• [GIVEN REQUEST]: Repeat exactly the lines from the line containing "Target: lake" to the last line of the listing, including both.

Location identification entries
######

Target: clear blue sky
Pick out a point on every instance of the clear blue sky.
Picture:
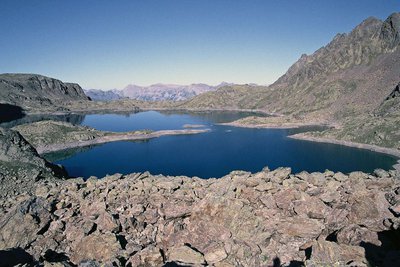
(109, 44)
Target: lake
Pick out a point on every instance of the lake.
(211, 154)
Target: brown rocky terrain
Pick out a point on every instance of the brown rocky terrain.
(241, 219)
(21, 166)
(49, 136)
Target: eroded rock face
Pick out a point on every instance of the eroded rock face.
(21, 167)
(241, 219)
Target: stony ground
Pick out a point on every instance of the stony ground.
(241, 219)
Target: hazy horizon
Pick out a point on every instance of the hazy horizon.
(101, 45)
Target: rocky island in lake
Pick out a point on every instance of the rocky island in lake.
(136, 177)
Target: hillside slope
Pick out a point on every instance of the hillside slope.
(352, 75)
(32, 91)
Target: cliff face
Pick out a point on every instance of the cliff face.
(21, 166)
(351, 75)
(32, 90)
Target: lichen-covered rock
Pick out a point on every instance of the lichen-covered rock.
(148, 220)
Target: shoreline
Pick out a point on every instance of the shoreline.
(374, 148)
(117, 137)
(289, 125)
(111, 111)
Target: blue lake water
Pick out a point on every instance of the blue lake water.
(211, 154)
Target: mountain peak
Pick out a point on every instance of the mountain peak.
(390, 33)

######

• [OUTPUT OF THE EXERCISE]:
Target: lake
Pick out a point on every instance of the lake.
(211, 154)
Target: brown rocky terrain
Pick out a point on every instance of the brown rocky terrain.
(241, 219)
(21, 166)
(49, 136)
Target: eroded rock face
Pick out a point on every instance of the eroded rock face.
(21, 167)
(241, 219)
Target: stony ground
Pick out a point on every instance of the stony ground.
(241, 219)
Target: hazy horizon
Pick out a point on every instance of the hazy horizon.
(101, 45)
Target: rocky island in lake
Pick out a point on every instance of the rocky island in lake.
(136, 177)
Target: hillside slope
Pick out a point on every instance of the hillside slope.
(352, 75)
(32, 91)
Target: cliff face
Pick out a point on every instance of the cliff face.
(21, 166)
(351, 75)
(32, 90)
Target: lichen-covered rock
Pick out a point on every instance of the lichen-covered rock.
(148, 220)
Target: shoreline
Pick out a point on every instance of the shoreline.
(374, 148)
(117, 137)
(289, 125)
(111, 111)
Target: blue lake water
Pick out a point on every instance of the blue lake water.
(211, 154)
Target: mountain peak
Pick out a point on every instance of the mountain peak.
(390, 33)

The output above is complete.